▶ _TEXTE_:
◇ ◇ ◇ ◇ ◇

Clocher de La Malhoure (photo Wikipedia)
La Malhoure, aujourd'hui commune des Côtes d'Armor, située au sud de Lamballe, était avant la Révolution une paroisse de l'évêché de Saint-Brieuc d'environ 350 âmes.
Cette localité a été habitée par mes ascendants RENAUD, devenus RENAULT, durant au moins 200 ans. Les premières mentions apparaissent dans les registres paroissiaux en 1623. Le 11 mars de cette année-là naît Charles RENAULT, fils d’Eustache RENAULT et de Catherine LE MICHELLE.
Rien ne précise alors le domicile exact de la famille dans cette localité.
C'est en 1695, puis surtout en 1700, que se précise la probabilité de la présence d'ascendants à la métairie du Grand Clos.
Localisation de La Malhoure (province de Bretagne, évêché de Saint-Brieuc)
[cliquer pour agrandir]
Le 3 novembre 1695, mes ancêtres François RENAULT et Jeanne THOMAS se marient en l'église de La Malhoure, consacrée au culte de Saint Évent.
En 1700 naît leur fils Mathurin, mon "Sosa 128" séparé de moi par 8 générations. Rien n'indique qu'il soit né à la ferme du Grand Clos, mais le fait que son parrain soit l'écuyer Mathurin URVOY, issu d'une famille propriétaire du Grand Clos, laisse penser que c'est bien dans cette ferme que demeure déjà en 1700 la famille RENAULT (RENAUD).
Conformément à l'usage, l'enfant porte le prénom de son parrain. Le choix de la marraine, Pétronille de Bois Billy, dame dudit lieu, renforce le lien existant entre la famille et la petite noblesse locale, propriétaire foncière, avec laquelle il est utile d'être en bonne relation.

◇ ◇ ◇ ◇ ◇

▶ _LIGNES FOURNIES_:
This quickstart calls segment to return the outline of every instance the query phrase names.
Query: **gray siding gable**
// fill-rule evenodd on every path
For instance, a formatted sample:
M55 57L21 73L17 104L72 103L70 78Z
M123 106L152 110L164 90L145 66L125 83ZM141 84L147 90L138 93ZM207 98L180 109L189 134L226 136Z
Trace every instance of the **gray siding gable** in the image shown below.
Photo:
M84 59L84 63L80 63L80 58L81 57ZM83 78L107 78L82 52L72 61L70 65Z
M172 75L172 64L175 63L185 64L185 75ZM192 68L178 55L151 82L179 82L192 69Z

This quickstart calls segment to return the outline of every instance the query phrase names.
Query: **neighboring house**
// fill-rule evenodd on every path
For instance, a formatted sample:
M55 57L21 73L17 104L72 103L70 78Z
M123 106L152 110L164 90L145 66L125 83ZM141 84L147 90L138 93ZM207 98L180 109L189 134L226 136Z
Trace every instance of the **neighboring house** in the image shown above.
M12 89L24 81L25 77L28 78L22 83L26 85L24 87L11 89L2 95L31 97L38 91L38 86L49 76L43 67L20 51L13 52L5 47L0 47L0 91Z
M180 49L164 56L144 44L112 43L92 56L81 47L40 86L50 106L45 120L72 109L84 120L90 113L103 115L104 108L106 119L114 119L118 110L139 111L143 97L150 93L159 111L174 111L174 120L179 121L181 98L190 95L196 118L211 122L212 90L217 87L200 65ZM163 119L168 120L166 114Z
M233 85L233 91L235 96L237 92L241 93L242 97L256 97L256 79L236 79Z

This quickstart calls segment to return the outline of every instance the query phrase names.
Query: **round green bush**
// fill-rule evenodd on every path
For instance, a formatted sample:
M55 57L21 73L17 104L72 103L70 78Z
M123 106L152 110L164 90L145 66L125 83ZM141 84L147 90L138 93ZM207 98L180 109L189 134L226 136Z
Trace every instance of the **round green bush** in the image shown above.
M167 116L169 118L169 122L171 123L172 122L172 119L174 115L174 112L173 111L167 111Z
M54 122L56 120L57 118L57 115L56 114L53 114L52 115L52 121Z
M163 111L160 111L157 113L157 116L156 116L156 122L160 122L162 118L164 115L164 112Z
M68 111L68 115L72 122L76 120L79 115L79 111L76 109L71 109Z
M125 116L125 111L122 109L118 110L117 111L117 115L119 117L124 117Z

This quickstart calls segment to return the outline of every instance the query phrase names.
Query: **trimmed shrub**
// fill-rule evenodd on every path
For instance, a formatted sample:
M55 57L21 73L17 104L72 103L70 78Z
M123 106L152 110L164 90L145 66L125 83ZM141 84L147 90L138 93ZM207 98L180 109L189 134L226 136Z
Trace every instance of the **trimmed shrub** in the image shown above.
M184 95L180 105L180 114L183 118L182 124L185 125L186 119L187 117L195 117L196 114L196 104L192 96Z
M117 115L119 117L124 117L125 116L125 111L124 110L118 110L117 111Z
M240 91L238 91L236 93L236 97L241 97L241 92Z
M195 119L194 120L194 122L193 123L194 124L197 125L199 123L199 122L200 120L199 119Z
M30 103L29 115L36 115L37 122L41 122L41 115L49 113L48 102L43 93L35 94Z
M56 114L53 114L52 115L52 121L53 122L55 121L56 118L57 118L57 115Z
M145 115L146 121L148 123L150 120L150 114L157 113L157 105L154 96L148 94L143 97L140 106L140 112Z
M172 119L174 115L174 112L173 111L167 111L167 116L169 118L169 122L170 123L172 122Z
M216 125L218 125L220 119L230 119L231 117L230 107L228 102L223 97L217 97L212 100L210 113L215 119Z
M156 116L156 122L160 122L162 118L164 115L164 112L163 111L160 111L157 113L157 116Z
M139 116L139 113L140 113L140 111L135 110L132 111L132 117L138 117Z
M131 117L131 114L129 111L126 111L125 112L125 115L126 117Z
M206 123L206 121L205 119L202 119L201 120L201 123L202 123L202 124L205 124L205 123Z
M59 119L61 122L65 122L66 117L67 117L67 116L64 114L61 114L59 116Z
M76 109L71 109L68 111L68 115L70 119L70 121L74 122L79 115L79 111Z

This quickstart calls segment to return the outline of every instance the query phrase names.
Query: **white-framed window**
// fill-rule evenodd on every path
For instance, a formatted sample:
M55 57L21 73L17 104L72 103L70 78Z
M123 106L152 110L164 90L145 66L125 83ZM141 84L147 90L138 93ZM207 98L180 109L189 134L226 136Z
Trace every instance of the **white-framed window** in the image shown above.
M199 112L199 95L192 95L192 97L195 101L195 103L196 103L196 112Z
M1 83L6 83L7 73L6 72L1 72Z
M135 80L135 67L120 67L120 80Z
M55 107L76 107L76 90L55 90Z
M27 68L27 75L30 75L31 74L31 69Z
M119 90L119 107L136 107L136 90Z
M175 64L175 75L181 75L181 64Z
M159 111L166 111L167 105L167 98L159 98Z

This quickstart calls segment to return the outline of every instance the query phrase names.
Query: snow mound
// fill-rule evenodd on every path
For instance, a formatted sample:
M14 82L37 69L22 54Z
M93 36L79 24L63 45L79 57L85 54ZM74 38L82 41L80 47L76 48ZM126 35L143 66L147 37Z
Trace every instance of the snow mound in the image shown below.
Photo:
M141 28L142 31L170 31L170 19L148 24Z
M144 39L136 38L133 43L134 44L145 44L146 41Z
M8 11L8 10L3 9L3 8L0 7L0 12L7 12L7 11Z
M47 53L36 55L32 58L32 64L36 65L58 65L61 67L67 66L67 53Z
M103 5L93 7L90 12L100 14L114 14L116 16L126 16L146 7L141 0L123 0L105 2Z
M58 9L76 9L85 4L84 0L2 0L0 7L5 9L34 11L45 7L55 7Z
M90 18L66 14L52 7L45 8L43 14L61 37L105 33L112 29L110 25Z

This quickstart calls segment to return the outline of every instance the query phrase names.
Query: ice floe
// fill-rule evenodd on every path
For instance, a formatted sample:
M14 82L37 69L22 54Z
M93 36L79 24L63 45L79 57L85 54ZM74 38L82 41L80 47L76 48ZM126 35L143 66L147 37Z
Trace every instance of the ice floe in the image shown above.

◇ ◇ ◇ ◇ ◇

▶ _DÉFIS_:
1/ Pouvez-vous extraire du texte sur La Malhoure le passage qui s'ouvre sur les mots contenant « Clocher de La » et se clôt sur « d'environ 350 âmes. » ?
2/ Dans les lignes, recopiez seulement celles qui vont du début jusqu'à la ligne contenant « M172 75L172 64L175 », celle-ci comprise, en changeant « formatted sample » en « sample layout » et en laissant tout le reste intact.

▶ _RÉPONSES_:
1/
Clocher de La Malhoure (photo Wikipedia)
La Malhoure, aujourd'hui commune des Côtes d'Armor, située au sud de Lamballe, était avant la Révolution une paroisse de l'évêché de Saint-Brieuc d'environ 350 âmes.

2/
This quickstart calls segment to return the outline of every instance the query phrase names.
Query: **gray siding gable**
// fill-rule evenodd on every path
For instance, a sample layout:
M55 57L21 73L17 104L72 103L70 78Z
M123 106L152 110L164 90L145 66L125 83ZM141 84L147 90L138 93ZM207 98L180 109L189 134L226 136Z
Trace every instance of the **gray siding gable** in the image shown below.
Photo:
M84 59L84 63L80 63L80 58L81 57ZM83 78L107 78L82 52L72 61L70 65Z
M172 75L172 64L175 63L185 64L185 75ZM192 68L178 55L151 82L179 82L192 69Z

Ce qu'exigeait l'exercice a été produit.